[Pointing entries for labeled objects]
☆ ☆ ☆

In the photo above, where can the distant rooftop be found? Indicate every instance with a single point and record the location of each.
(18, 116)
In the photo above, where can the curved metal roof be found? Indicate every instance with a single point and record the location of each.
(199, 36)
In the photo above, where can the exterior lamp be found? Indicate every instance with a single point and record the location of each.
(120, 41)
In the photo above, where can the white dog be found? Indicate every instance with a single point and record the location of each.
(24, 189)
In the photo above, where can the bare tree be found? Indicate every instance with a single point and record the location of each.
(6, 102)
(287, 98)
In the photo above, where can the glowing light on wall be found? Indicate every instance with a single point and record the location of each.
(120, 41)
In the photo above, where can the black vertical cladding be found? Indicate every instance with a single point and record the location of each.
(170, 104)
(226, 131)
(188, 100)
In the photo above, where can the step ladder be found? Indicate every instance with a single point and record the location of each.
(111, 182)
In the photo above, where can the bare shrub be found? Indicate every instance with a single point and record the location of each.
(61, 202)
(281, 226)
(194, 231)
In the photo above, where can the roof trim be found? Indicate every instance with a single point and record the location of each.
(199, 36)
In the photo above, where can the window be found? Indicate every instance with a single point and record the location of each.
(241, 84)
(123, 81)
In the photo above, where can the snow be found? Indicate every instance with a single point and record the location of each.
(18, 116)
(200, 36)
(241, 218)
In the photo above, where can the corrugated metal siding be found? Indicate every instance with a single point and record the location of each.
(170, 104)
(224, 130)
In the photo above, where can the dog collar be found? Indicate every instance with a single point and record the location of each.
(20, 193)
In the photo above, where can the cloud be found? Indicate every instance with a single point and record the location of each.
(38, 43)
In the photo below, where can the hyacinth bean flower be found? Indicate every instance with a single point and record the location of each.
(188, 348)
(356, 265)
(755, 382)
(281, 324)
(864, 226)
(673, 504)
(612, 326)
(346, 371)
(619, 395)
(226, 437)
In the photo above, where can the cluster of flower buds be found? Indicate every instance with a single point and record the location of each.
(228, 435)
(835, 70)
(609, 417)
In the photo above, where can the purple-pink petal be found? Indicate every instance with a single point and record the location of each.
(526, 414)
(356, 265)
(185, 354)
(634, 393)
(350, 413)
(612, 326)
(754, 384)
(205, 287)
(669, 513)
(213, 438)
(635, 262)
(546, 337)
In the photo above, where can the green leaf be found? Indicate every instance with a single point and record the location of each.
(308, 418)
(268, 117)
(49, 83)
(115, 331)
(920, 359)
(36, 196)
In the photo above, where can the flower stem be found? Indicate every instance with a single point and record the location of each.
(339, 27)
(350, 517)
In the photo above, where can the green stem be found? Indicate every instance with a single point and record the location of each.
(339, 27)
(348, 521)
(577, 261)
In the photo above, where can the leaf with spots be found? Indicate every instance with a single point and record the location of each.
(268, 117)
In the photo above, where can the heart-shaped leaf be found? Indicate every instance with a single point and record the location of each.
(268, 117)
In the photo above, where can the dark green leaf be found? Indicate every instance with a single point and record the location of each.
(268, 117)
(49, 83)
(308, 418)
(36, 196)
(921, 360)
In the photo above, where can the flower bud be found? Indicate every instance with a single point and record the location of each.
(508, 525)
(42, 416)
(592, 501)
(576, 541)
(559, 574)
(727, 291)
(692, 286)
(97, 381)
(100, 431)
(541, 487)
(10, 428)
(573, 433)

☆ ☆ ☆

▸ **Your goal**:
Output every line of the items above as a JSON list of strings, with one string per line and blank lines omitted.

▸ **Solved exercise**:
[
  "In the photo above, where can the distant rooftop be found? Indicate every instance with a single point and record the location of each.",
  "(18, 116)",
  "In the photo above, where can the curved metal roof be found? Indicate every instance with a single point and record the location of each.",
  "(199, 36)",
  "In the photo above, where can the exterior lamp be found? Indicate every instance with a single point and record the location of each.",
  "(120, 41)",
  "In the photo above, where can the white dog be found? Indicate every instance with a single point and record the location of each.",
  "(24, 189)",
  "In the photo above, where can the bare tree be found? Indicate every instance with a single point and record the location of each.",
  "(6, 102)",
  "(287, 98)",
  "In the photo above, where can the glowing light on wall be found? Indicate every instance with a single point and record the location of each.",
  "(120, 41)",
  "In the photo above, where can the black vertical cladding be found? Indicate every instance with a single point and record the location of each.",
  "(170, 104)",
  "(226, 131)",
  "(188, 100)",
  "In the photo above, where can the step ladder be found? Indicate every instance with a single point and record the location of each.",
  "(111, 182)",
  "In the photo above, where can the bare shrub be found? Indicate every instance with a single point and record the location of each.",
  "(61, 202)",
  "(281, 226)",
  "(194, 231)",
  "In the photo above, where can the roof trim be found? Indicate every instance with a single point and record the location of each.",
  "(199, 36)",
  "In the photo above, where can the window be found? Indicate every instance with a single point and record the location of each.",
  "(241, 84)",
  "(123, 81)",
  "In the photo above, where can the snow be found? Indicate every instance with a single point and record the location of each.",
  "(18, 116)",
  "(200, 36)",
  "(241, 218)",
  "In the photo above, where can the corrugated metal siding be found? Indicate every instance with a single point and record the location of each.",
  "(170, 104)",
  "(224, 130)",
  "In the photo above, where can the dog collar be found? Indicate every instance with a single point and record the location of each.",
  "(20, 193)",
  "In the photo above, where can the cloud be found? Indicate every instance with a single point and record the location of each.",
  "(38, 43)",
  "In the photo below, where can the hyacinth bean flower be found? Indicate every instance with a single point and record the location of each.",
  "(188, 348)",
  "(356, 265)",
  "(755, 382)",
  "(281, 324)",
  "(864, 226)",
  "(673, 504)",
  "(612, 326)",
  "(346, 371)",
  "(619, 395)",
  "(226, 437)",
  "In the photo above, where can the cluster of flower buds be found? Indicate every instance with a single point and record the location of each.",
  "(228, 435)",
  "(835, 70)",
  "(609, 417)",
  "In the photo above, where can the purple-pink petal be found? Indicate every instance with a single point and record the location of each.",
  "(526, 414)",
  "(356, 265)",
  "(185, 354)",
  "(634, 393)",
  "(350, 413)",
  "(612, 326)",
  "(754, 384)",
  "(205, 287)",
  "(669, 513)",
  "(213, 438)",
  "(635, 262)",
  "(546, 337)",
  "In the photo above, where can the green leaf be found? Indicate every instance with a single point and record the location of each.",
  "(308, 418)",
  "(268, 117)",
  "(49, 83)",
  "(115, 331)",
  "(920, 359)",
  "(36, 196)",
  "In the photo above, where can the flower stem be found? Indicate every instance with a single point and record the location of each.",
  "(339, 27)",
  "(350, 517)",
  "In the photo above, where can the green stem be found? Indicate every instance with a single point and record the location of each.",
  "(339, 27)",
  "(348, 521)",
  "(577, 261)",
  "In the photo above, where can the leaf with spots be found? Indicate every instance with a single point and record the location of each.",
  "(268, 117)",
  "In the photo above, where can the heart-shaped leaf be found? Indicate every instance with a single point and record the location of each.",
  "(268, 117)",
  "In the photo above, where can the dark green leaf be found? Indicate every instance with a single point and record the location of each.",
  "(268, 117)",
  "(49, 83)",
  "(308, 418)",
  "(36, 196)",
  "(921, 360)",
  "In the photo above, where can the flower bud be found? Indicate every instance with a single point and record the location of each.",
  "(508, 525)",
  "(42, 416)",
  "(592, 501)",
  "(576, 541)",
  "(559, 574)",
  "(727, 291)",
  "(692, 286)",
  "(97, 381)",
  "(100, 431)",
  "(541, 487)",
  "(10, 428)",
  "(573, 433)"
]